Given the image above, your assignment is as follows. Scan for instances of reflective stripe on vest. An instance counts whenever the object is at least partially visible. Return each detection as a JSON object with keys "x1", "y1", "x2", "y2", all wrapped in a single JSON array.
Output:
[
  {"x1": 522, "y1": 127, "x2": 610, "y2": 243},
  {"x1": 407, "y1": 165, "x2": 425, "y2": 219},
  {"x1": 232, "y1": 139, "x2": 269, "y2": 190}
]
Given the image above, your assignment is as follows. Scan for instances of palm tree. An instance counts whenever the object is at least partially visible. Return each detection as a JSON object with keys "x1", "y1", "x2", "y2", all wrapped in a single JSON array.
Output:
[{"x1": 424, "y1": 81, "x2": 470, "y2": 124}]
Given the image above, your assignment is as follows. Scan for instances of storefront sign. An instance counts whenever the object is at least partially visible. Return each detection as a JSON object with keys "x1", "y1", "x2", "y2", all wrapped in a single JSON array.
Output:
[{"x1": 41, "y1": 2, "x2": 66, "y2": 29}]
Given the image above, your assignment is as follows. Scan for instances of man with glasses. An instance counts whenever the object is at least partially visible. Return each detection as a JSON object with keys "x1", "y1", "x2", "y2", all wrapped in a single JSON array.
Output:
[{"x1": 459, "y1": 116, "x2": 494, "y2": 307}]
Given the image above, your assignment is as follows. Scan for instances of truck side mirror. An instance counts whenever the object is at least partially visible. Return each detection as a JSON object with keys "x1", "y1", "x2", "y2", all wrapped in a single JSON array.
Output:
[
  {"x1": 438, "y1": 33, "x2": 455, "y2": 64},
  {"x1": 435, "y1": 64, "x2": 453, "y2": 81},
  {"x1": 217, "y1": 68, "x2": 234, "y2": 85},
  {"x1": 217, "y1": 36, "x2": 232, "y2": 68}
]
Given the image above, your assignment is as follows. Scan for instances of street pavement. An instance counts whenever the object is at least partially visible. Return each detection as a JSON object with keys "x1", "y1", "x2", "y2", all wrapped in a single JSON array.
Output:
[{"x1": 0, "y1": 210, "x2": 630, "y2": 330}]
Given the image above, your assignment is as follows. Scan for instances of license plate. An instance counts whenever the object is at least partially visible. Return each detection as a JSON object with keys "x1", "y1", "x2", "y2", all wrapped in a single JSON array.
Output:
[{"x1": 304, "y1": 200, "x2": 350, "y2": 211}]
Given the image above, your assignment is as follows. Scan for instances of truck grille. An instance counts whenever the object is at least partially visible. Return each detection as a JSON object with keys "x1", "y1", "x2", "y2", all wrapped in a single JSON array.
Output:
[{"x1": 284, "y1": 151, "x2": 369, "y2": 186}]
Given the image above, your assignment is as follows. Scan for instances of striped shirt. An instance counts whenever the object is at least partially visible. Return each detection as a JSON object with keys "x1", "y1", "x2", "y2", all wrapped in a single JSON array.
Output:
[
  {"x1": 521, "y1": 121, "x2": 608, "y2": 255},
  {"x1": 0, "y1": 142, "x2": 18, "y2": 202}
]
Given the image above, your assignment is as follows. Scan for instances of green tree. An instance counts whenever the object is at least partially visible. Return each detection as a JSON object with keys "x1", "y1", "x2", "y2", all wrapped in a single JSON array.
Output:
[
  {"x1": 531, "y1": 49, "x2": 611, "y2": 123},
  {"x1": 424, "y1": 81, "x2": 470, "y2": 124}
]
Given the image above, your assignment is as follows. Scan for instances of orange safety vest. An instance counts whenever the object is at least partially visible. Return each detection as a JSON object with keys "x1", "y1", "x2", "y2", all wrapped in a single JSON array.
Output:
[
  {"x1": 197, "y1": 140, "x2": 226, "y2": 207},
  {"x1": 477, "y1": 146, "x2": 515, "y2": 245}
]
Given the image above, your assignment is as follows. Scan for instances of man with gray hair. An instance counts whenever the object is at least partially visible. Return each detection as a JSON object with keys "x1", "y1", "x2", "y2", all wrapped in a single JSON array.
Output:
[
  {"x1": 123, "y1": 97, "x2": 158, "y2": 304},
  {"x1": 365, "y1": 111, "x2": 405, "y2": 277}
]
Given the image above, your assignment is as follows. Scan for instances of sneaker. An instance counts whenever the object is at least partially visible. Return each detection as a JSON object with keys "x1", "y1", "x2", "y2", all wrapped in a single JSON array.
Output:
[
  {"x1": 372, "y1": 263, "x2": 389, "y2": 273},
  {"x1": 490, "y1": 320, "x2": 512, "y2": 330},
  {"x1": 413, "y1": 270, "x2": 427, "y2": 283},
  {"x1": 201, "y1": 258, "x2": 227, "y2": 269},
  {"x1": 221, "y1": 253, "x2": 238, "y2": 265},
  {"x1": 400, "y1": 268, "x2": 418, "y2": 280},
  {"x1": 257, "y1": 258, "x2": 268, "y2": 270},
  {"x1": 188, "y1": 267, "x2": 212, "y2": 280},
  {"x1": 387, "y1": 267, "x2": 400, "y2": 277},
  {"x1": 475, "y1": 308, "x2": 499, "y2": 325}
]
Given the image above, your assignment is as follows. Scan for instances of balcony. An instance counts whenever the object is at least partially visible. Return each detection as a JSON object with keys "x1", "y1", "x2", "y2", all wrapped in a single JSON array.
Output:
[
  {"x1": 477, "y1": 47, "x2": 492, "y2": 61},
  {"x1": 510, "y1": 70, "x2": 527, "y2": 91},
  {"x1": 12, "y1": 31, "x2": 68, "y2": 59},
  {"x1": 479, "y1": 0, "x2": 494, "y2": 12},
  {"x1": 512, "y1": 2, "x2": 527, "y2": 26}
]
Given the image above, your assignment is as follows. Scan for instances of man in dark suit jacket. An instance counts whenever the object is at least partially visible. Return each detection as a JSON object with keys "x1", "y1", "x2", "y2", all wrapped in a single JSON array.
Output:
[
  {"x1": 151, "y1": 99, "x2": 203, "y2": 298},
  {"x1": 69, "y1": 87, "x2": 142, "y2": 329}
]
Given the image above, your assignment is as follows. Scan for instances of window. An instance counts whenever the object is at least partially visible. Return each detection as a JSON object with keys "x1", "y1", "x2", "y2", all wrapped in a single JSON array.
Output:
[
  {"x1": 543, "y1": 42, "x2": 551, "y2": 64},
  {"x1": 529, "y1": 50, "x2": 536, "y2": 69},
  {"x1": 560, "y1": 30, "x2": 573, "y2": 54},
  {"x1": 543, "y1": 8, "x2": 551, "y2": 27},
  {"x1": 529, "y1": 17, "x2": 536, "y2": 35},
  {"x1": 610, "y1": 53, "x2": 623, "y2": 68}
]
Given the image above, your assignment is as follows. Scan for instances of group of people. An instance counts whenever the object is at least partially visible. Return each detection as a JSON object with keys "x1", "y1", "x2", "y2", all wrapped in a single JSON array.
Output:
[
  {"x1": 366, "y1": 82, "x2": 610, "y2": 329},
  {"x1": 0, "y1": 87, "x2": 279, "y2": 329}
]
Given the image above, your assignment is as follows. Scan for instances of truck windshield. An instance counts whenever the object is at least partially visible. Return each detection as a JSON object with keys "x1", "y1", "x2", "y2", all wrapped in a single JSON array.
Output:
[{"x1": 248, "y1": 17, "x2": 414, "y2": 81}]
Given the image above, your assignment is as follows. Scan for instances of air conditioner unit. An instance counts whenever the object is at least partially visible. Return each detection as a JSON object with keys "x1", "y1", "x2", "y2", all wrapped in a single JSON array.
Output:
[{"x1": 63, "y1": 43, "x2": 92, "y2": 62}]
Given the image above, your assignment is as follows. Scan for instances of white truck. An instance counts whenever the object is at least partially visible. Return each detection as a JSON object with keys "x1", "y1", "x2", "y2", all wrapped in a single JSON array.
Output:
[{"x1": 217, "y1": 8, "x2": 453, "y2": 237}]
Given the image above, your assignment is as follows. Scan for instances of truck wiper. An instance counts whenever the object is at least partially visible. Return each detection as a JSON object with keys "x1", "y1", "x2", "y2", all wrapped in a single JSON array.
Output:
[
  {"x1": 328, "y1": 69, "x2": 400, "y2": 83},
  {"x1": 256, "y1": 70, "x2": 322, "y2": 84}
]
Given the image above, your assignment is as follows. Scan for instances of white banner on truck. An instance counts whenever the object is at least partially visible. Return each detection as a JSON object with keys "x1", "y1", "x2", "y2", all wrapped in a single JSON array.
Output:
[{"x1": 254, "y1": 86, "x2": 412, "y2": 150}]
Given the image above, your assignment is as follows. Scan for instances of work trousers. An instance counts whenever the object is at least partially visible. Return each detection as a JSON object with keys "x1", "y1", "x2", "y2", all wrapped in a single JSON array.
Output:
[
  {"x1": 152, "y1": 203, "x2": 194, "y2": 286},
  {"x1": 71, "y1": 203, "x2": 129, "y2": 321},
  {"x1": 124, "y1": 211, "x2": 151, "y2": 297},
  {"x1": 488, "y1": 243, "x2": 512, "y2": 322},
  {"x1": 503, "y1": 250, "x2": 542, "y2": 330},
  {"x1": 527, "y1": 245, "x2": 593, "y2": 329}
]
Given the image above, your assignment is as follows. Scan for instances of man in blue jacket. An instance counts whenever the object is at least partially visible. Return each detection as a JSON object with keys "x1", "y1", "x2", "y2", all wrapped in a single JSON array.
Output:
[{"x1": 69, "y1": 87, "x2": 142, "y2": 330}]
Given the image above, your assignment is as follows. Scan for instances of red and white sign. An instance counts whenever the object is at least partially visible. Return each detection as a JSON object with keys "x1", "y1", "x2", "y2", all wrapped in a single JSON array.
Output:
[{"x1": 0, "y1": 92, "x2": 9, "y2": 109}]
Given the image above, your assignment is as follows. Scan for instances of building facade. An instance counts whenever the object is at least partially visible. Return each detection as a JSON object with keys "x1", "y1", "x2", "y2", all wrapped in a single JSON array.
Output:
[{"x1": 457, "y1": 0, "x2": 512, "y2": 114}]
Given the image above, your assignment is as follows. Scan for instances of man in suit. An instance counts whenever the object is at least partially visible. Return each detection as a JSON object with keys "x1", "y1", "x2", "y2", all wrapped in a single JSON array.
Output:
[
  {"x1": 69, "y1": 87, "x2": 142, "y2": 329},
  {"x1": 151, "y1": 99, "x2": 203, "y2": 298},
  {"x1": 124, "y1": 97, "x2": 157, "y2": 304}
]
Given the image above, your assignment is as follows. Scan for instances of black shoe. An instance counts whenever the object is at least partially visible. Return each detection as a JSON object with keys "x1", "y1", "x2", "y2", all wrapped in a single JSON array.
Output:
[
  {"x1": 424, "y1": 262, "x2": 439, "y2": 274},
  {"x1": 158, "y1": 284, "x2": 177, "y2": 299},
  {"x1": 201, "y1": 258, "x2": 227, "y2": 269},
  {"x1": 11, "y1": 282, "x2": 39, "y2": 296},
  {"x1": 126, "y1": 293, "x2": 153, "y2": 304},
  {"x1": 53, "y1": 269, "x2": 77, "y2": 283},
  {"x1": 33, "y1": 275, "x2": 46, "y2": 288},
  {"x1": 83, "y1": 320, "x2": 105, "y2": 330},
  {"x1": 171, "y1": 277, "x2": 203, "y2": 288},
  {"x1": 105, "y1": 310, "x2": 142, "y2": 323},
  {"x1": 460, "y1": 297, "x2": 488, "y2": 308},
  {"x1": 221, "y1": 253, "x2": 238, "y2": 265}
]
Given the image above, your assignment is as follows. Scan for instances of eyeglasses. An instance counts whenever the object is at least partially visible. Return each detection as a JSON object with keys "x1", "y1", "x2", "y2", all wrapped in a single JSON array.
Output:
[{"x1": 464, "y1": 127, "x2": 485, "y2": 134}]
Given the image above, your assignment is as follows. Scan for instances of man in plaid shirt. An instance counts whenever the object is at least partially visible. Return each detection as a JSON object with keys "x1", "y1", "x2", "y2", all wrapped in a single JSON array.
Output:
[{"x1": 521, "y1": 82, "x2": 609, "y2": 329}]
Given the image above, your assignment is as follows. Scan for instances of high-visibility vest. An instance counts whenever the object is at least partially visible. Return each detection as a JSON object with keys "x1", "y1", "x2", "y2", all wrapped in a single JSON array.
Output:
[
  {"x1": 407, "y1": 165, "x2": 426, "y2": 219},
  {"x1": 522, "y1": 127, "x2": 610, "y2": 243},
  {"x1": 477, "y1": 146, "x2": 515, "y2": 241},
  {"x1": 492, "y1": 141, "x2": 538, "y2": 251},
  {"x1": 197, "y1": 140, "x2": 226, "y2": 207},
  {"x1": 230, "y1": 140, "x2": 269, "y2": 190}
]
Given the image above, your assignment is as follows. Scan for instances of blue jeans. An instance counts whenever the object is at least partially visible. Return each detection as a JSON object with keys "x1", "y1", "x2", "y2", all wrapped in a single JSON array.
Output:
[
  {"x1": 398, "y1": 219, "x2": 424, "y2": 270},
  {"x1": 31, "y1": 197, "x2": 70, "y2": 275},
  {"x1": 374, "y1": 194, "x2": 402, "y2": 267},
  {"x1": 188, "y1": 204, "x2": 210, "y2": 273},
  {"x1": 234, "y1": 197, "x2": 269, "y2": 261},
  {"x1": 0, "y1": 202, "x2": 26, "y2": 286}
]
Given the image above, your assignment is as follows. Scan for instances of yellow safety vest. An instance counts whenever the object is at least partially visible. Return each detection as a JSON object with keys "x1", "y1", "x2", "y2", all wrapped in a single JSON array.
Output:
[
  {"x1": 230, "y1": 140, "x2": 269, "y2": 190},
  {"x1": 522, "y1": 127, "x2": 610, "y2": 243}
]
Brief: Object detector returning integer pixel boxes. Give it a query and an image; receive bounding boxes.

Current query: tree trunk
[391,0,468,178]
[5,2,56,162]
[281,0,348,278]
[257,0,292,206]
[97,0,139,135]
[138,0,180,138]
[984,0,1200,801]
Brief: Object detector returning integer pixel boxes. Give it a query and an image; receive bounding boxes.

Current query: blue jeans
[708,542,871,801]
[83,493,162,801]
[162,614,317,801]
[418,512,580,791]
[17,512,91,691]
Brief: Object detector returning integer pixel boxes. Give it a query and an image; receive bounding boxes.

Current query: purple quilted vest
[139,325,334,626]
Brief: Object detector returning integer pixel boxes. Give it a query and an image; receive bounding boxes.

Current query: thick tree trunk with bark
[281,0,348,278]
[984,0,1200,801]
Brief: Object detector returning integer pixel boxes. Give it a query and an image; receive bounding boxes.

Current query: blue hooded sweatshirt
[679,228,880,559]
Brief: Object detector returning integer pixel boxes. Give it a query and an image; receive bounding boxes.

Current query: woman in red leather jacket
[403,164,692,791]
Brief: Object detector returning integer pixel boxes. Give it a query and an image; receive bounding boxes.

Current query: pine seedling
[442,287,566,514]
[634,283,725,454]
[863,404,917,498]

----

> _Aim_: How many lines of the data above contain the string "jeans"? Reply with the number alone.

> _Full answer_: 2